*** DATA SUPPLIED ***

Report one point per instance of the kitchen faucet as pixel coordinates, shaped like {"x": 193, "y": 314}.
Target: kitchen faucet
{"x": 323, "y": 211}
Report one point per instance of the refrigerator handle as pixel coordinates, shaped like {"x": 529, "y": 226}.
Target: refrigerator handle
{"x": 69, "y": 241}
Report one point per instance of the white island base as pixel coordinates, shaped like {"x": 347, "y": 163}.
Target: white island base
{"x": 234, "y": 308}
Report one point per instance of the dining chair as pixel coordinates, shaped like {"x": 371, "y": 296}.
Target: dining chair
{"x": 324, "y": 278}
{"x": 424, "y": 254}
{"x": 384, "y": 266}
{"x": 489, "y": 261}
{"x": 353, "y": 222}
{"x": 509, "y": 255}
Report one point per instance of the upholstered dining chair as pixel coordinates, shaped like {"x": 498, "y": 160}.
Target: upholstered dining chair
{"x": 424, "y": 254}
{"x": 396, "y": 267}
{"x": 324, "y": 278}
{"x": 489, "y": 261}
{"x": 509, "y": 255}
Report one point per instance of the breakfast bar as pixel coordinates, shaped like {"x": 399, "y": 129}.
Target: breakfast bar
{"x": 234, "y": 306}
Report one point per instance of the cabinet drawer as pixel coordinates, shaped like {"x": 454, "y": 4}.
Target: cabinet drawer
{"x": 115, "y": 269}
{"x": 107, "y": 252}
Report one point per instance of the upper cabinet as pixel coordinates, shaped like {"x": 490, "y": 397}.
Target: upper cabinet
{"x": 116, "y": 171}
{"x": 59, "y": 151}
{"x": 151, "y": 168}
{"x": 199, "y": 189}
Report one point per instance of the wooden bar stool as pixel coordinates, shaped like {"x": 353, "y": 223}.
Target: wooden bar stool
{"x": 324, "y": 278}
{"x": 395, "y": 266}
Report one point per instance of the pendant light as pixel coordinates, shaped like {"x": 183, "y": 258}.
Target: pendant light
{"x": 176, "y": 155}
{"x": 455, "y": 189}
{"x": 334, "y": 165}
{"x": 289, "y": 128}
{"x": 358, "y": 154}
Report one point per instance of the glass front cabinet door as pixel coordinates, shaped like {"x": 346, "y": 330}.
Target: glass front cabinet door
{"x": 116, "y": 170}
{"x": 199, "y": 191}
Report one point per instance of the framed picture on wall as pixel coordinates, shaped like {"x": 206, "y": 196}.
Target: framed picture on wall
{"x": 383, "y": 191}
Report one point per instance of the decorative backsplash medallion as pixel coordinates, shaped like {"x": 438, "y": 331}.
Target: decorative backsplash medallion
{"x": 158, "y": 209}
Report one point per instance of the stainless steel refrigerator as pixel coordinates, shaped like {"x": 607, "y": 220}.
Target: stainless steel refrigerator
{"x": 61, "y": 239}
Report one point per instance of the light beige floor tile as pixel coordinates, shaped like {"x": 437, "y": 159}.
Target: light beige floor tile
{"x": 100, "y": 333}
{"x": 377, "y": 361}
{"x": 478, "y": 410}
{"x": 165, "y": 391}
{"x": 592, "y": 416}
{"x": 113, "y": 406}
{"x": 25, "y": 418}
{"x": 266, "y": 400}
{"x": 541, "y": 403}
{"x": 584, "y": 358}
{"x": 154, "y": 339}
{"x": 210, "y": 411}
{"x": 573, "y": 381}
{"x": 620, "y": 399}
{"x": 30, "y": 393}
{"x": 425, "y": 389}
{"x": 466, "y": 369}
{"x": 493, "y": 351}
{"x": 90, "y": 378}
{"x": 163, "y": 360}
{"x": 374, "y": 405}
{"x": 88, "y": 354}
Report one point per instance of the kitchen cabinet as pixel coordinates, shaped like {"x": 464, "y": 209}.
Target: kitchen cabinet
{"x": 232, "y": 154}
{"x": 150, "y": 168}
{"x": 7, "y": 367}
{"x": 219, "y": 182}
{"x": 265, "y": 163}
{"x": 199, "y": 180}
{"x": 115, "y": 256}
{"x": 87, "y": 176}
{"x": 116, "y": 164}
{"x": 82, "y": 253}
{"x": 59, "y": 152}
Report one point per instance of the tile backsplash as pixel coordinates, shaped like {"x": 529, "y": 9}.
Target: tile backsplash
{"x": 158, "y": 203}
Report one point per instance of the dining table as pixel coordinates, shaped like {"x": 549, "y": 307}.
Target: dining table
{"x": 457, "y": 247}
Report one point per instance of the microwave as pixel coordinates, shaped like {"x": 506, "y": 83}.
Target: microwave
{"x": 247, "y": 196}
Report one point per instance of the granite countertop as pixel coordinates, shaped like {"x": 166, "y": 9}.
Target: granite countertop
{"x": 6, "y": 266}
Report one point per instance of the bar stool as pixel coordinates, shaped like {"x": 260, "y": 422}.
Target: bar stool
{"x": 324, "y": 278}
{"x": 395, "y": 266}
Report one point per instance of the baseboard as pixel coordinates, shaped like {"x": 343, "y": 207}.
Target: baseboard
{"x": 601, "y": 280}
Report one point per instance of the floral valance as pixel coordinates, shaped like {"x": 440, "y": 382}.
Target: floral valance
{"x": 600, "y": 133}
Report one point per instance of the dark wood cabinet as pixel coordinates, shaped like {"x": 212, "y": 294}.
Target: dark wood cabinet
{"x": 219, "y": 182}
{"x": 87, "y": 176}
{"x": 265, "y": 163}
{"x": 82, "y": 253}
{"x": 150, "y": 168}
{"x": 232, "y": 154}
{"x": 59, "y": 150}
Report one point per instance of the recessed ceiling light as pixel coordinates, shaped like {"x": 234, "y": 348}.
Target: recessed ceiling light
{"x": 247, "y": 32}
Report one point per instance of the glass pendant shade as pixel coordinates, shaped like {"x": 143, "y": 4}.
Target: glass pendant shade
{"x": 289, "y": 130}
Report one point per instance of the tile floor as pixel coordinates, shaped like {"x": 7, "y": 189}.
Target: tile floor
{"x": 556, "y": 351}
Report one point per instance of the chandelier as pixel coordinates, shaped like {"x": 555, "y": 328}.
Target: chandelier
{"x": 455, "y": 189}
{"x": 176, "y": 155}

*** End of DATA SUPPLIED ***

_WHAT IS BEING ASKED_: The answer must be every entry, reproduced exactly.

_RESPONSE BELOW_:
Report one point per instance of the kitchen faucet as pixel coordinates, shaped like {"x": 193, "y": 314}.
Target: kitchen faucet
{"x": 323, "y": 211}
Report one point per instance of the refrigerator handle as pixel coordinates, shaped like {"x": 529, "y": 226}.
Target: refrigerator handle
{"x": 69, "y": 241}
Report one point per instance of the white island base as pixel coordinates, shaped like {"x": 347, "y": 163}.
Target: white island base
{"x": 234, "y": 308}
Report one point per instance of the dining chair as pixel coordinates, shaped like {"x": 371, "y": 296}.
Target: dining chair
{"x": 324, "y": 278}
{"x": 424, "y": 254}
{"x": 384, "y": 266}
{"x": 489, "y": 261}
{"x": 353, "y": 222}
{"x": 509, "y": 255}
Report one point per instance of the upholstered dining chair as pixel coordinates, shaped like {"x": 498, "y": 160}.
Target: upholstered dining chair
{"x": 424, "y": 254}
{"x": 396, "y": 267}
{"x": 324, "y": 278}
{"x": 489, "y": 261}
{"x": 509, "y": 255}
Report one point per instance of the breakfast bar as pixel coordinates, shaped like {"x": 399, "y": 129}.
Target: breakfast bar
{"x": 234, "y": 306}
Report one point per instance of the cabinet drawer as pixel coordinates, shaped like {"x": 454, "y": 4}.
Target: cabinet drawer
{"x": 115, "y": 269}
{"x": 107, "y": 252}
Report one point per instance of the upper cabinet as pixel coordinates, shaped like {"x": 490, "y": 397}.
Target: upper cabinet
{"x": 116, "y": 171}
{"x": 59, "y": 151}
{"x": 151, "y": 168}
{"x": 199, "y": 189}
Report one point per instance of the wooden bar stool as pixel coordinates, shaped like {"x": 353, "y": 223}.
Target: wooden bar stool
{"x": 324, "y": 278}
{"x": 395, "y": 266}
Report one point per instance of the pendant light as pixel coordinates, shaped like {"x": 183, "y": 258}.
Target: pendant light
{"x": 176, "y": 155}
{"x": 455, "y": 189}
{"x": 334, "y": 165}
{"x": 289, "y": 128}
{"x": 358, "y": 154}
Report one point per instance of the glass front cabinet door as pixel coordinates, shaped like {"x": 346, "y": 330}.
Target: glass front cabinet door
{"x": 116, "y": 170}
{"x": 199, "y": 191}
Report one point per instance of the framed picture on wall as pixel coordinates, shaped like {"x": 206, "y": 196}.
Target: framed picture on wall
{"x": 383, "y": 191}
Report one point per instance of the decorative backsplash medallion as pixel coordinates, shaped like {"x": 438, "y": 331}.
Target: decorative backsplash medallion
{"x": 158, "y": 209}
Report one point per instance of the stainless steel refrigerator as pixel coordinates, shaped like {"x": 607, "y": 220}.
Target: stainless steel refrigerator
{"x": 61, "y": 239}
Report one point per instance of the light beige floor tile as pixel coordinates, shaped like {"x": 437, "y": 159}.
Target: light beige floor tile
{"x": 100, "y": 333}
{"x": 377, "y": 361}
{"x": 478, "y": 410}
{"x": 165, "y": 391}
{"x": 592, "y": 416}
{"x": 113, "y": 406}
{"x": 25, "y": 418}
{"x": 266, "y": 400}
{"x": 541, "y": 403}
{"x": 584, "y": 358}
{"x": 154, "y": 339}
{"x": 210, "y": 411}
{"x": 573, "y": 381}
{"x": 620, "y": 399}
{"x": 30, "y": 393}
{"x": 425, "y": 389}
{"x": 466, "y": 369}
{"x": 493, "y": 351}
{"x": 90, "y": 378}
{"x": 163, "y": 360}
{"x": 374, "y": 405}
{"x": 88, "y": 354}
Report one point per instance of the kitchen cabinet as pixel coordinates, shaped like {"x": 464, "y": 209}.
Target: kitchen cabinet
{"x": 232, "y": 154}
{"x": 150, "y": 168}
{"x": 7, "y": 367}
{"x": 219, "y": 182}
{"x": 265, "y": 163}
{"x": 199, "y": 180}
{"x": 115, "y": 256}
{"x": 87, "y": 176}
{"x": 116, "y": 164}
{"x": 82, "y": 253}
{"x": 59, "y": 152}
Report one point per instance of the tile backsplash as pixel coordinates, shaped like {"x": 529, "y": 9}.
Target: tile backsplash
{"x": 158, "y": 203}
Report one point per instance of the dining table as pixel coordinates, shaped like {"x": 549, "y": 307}.
Target: dining table
{"x": 457, "y": 247}
Report one point per instance of the microwave as pixel coordinates, shaped like {"x": 506, "y": 83}.
Target: microwave
{"x": 247, "y": 196}
Report one point per instance of the granite countertop as pixel coordinates, shaped like {"x": 166, "y": 9}.
Target: granite countertop
{"x": 6, "y": 266}
Report one point per instance of the bar stool as pixel coordinates, shaped like {"x": 260, "y": 422}.
Target: bar stool
{"x": 324, "y": 278}
{"x": 395, "y": 266}
Report one point per instance of the baseboard as pixel coordinates, shaped like {"x": 343, "y": 207}.
Target: baseboard
{"x": 601, "y": 280}
Report one point per instance of the floral valance as pixel coordinates, shaped like {"x": 440, "y": 382}.
Target: floral valance
{"x": 600, "y": 133}
Report one point per instance of the dark wood cabinet as pixel coordinates, shaped like {"x": 212, "y": 294}.
Target: dark wood cabinet
{"x": 219, "y": 182}
{"x": 87, "y": 176}
{"x": 265, "y": 163}
{"x": 82, "y": 253}
{"x": 150, "y": 168}
{"x": 232, "y": 154}
{"x": 59, "y": 150}
Report one point per instance of the recessed ceiling light as pixel coordinates, shaped like {"x": 234, "y": 348}.
Target: recessed ceiling light
{"x": 247, "y": 32}
Report one point per instance of the glass pendant shade as pixel coordinates, shaped like {"x": 143, "y": 4}.
Target: glass pendant shade
{"x": 289, "y": 130}
Report one point per instance of the tile floor as pixel coordinates, shaped like {"x": 7, "y": 189}.
Target: tile floor
{"x": 556, "y": 351}
Report one point per instance of the chandelier as pixel coordinates, shaped like {"x": 555, "y": 328}.
Target: chandelier
{"x": 455, "y": 189}
{"x": 176, "y": 155}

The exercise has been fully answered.